DATA FOR THE TASK Block Start

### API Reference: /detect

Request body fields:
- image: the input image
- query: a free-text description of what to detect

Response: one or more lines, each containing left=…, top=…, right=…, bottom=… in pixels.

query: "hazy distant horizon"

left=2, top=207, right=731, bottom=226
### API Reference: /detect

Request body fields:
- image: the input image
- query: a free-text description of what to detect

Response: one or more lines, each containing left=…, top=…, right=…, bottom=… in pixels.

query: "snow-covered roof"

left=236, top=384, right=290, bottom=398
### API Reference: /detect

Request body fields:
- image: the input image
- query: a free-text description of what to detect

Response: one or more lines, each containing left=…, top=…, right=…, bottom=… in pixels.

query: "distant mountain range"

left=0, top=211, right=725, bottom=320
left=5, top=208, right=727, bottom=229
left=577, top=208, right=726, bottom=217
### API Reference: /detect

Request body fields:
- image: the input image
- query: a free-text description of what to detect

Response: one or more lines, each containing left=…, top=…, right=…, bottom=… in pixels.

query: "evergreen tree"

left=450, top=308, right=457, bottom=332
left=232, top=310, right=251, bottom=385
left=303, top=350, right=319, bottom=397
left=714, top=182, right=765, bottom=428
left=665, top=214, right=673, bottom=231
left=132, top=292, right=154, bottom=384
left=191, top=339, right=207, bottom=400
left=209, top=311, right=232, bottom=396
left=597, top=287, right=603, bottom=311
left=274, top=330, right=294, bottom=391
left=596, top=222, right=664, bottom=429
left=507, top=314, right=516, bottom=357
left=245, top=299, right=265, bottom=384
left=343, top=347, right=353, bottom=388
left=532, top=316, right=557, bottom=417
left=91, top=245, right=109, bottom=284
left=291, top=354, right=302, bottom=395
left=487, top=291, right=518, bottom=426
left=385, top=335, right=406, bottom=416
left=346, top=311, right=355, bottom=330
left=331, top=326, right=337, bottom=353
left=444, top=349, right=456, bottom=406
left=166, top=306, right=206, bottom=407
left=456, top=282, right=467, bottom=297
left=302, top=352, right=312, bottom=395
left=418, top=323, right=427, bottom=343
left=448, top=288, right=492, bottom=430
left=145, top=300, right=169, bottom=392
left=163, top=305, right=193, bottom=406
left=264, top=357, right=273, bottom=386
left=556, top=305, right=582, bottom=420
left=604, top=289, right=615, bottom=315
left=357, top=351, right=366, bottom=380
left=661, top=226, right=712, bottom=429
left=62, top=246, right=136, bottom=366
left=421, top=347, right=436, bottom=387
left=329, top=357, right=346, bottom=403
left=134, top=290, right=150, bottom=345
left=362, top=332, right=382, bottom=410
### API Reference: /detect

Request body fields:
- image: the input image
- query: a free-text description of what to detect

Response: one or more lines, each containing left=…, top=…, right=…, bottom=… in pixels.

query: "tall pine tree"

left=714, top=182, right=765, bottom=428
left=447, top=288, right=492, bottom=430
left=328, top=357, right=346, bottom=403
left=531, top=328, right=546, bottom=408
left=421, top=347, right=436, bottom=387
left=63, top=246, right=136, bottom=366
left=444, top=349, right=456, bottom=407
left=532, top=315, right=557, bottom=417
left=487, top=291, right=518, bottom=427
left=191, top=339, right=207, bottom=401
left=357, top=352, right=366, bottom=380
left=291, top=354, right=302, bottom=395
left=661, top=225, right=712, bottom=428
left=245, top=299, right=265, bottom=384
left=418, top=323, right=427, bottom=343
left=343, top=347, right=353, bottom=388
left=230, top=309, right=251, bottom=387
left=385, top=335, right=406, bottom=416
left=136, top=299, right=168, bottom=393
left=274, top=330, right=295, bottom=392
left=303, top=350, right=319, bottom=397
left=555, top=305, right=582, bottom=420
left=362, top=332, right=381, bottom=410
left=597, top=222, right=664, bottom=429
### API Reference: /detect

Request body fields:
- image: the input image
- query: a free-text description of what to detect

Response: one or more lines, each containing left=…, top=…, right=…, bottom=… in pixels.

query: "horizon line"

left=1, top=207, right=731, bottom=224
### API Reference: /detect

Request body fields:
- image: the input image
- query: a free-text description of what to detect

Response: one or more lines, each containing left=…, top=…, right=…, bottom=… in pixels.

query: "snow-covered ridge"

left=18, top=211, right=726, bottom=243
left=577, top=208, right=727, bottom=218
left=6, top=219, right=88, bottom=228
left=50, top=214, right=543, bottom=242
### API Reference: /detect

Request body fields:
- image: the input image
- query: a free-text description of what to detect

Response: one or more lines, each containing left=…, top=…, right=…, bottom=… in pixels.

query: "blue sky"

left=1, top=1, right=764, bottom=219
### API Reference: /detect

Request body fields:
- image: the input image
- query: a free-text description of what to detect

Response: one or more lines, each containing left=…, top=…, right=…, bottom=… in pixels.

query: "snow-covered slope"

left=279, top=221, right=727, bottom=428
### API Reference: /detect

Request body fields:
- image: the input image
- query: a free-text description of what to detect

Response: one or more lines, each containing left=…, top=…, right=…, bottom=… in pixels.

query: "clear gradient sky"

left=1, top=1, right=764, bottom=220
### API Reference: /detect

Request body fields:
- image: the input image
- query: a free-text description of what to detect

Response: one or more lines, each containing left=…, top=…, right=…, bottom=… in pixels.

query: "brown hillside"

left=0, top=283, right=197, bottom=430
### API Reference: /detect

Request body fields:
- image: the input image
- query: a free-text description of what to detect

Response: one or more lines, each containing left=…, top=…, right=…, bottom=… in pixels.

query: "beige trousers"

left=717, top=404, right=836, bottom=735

DATA FOR THE TASK Block End

◆ WHAT TO DO:
The answer must reproduce every record exactly.

◆ YOUR RESPONSE:
### API Reference: /detect

Request body fields:
- image: the input image
- query: a free-text description of what to detect

Response: one or more lines, each containing left=…, top=…, right=…, bottom=… in pixels.

query: "hazy distant horizon"

left=2, top=207, right=731, bottom=226
### API Reference: /detect

Request body fields:
- image: the input image
- query: a free-text description of what to detect

Response: one or more lines, each containing left=…, top=…, right=…, bottom=… in pixels.

query: "snow-covered roof"

left=236, top=384, right=290, bottom=398
### API Reference: /detect

Request body fields:
- image: the input image
- query: a free-text description of what to detect

Response: one or more lines, each containing left=…, top=…, right=…, bottom=… in pixels.

query: "distant mountain range"

left=0, top=211, right=725, bottom=320
left=5, top=208, right=727, bottom=229
left=577, top=208, right=726, bottom=217
### API Reference: /detect

Request body fields:
- image: the input image
- query: a free-text description of what to detect

Response: one or more lines, each containing left=…, top=…, right=…, bottom=… in pixels.

query: "evergreen tree"

left=450, top=308, right=457, bottom=332
left=232, top=310, right=251, bottom=385
left=303, top=350, right=319, bottom=397
left=714, top=182, right=765, bottom=428
left=665, top=214, right=673, bottom=231
left=132, top=292, right=154, bottom=384
left=191, top=339, right=207, bottom=400
left=209, top=311, right=232, bottom=396
left=597, top=287, right=603, bottom=311
left=274, top=330, right=294, bottom=391
left=596, top=222, right=664, bottom=429
left=507, top=314, right=516, bottom=357
left=245, top=299, right=265, bottom=384
left=343, top=347, right=353, bottom=388
left=532, top=316, right=557, bottom=417
left=91, top=245, right=109, bottom=284
left=291, top=354, right=302, bottom=395
left=487, top=291, right=518, bottom=426
left=385, top=335, right=406, bottom=416
left=346, top=311, right=355, bottom=330
left=331, top=326, right=337, bottom=353
left=444, top=349, right=456, bottom=406
left=166, top=306, right=206, bottom=407
left=456, top=282, right=467, bottom=297
left=302, top=352, right=312, bottom=395
left=418, top=323, right=427, bottom=343
left=448, top=288, right=492, bottom=430
left=145, top=300, right=169, bottom=392
left=163, top=305, right=193, bottom=406
left=264, top=357, right=273, bottom=386
left=556, top=305, right=582, bottom=420
left=604, top=289, right=615, bottom=315
left=357, top=351, right=366, bottom=380
left=661, top=226, right=712, bottom=429
left=62, top=246, right=136, bottom=366
left=421, top=347, right=436, bottom=387
left=329, top=357, right=346, bottom=403
left=134, top=290, right=150, bottom=345
left=362, top=332, right=382, bottom=410
### API Reference: /detect

Request body fields:
- image: the input image
- query: a free-text description of what to detect

Response: one or more lines, each containing left=…, top=…, right=…, bottom=… in pixels.

query: "tall pine tree"

left=714, top=182, right=765, bottom=428
left=447, top=288, right=492, bottom=430
left=328, top=357, right=346, bottom=403
left=531, top=328, right=546, bottom=408
left=421, top=347, right=436, bottom=387
left=63, top=246, right=136, bottom=366
left=444, top=349, right=456, bottom=407
left=532, top=315, right=557, bottom=417
left=487, top=291, right=518, bottom=427
left=191, top=339, right=207, bottom=401
left=357, top=352, right=366, bottom=380
left=291, top=354, right=302, bottom=395
left=661, top=225, right=712, bottom=428
left=245, top=299, right=265, bottom=384
left=418, top=323, right=427, bottom=343
left=343, top=347, right=353, bottom=388
left=230, top=309, right=251, bottom=387
left=385, top=335, right=406, bottom=416
left=136, top=299, right=168, bottom=393
left=274, top=330, right=295, bottom=392
left=303, top=350, right=319, bottom=397
left=555, top=305, right=582, bottom=420
left=362, top=332, right=381, bottom=410
left=597, top=222, right=664, bottom=429
### API Reference: /detect

Request body fields:
- image: the input image
- query: a free-text description of what to detect

Response: one or more lines, each containing left=…, top=…, right=…, bottom=… in pixels.

query: "horizon line"

left=1, top=207, right=731, bottom=224
### API Reference: /detect

Request body fields:
- image: the input image
- query: a free-text description of what to detect

Response: one or more lines, each containing left=…, top=…, right=…, bottom=… in pixels.

query: "snow-covered ridge"

left=18, top=211, right=726, bottom=243
left=577, top=208, right=727, bottom=218
left=6, top=219, right=88, bottom=228
left=50, top=214, right=543, bottom=242
### API Reference: /detect

Request body fields:
- image: the input image
- query: a free-text description of what to detect

Response: one or more lines, each containing left=…, top=…, right=…, bottom=… in pixels.

query: "blue sky"

left=1, top=1, right=764, bottom=219
### API Reference: /detect

Request body fields:
- image: the input image
- query: a free-text description of what to detect

Response: one or more lines, each containing left=…, top=…, right=…, bottom=… in pixels.

query: "snow-covered slope"

left=279, top=221, right=727, bottom=428
### API Reference: /detect

Request body fields:
- image: the input image
- query: a free-text description of what to detect

Response: one or more lines, each containing left=…, top=…, right=…, bottom=… in pixels.

query: "clear gradient sky"

left=1, top=1, right=764, bottom=220
### API Reference: /detect

Request body fields:
- image: the input image
- query: a free-text description of what to detect

Response: one or more lines, each containing left=…, top=…, right=…, bottom=… in pixels.

query: "brown hillside"

left=0, top=283, right=197, bottom=430
### API Reference: /detect

Request body fields:
- image: the input image
- query: a free-text description of what to detect

Response: one or more lines, each containing left=…, top=…, right=…, bottom=… in pixels.

query: "beige trousers"

left=717, top=404, right=836, bottom=735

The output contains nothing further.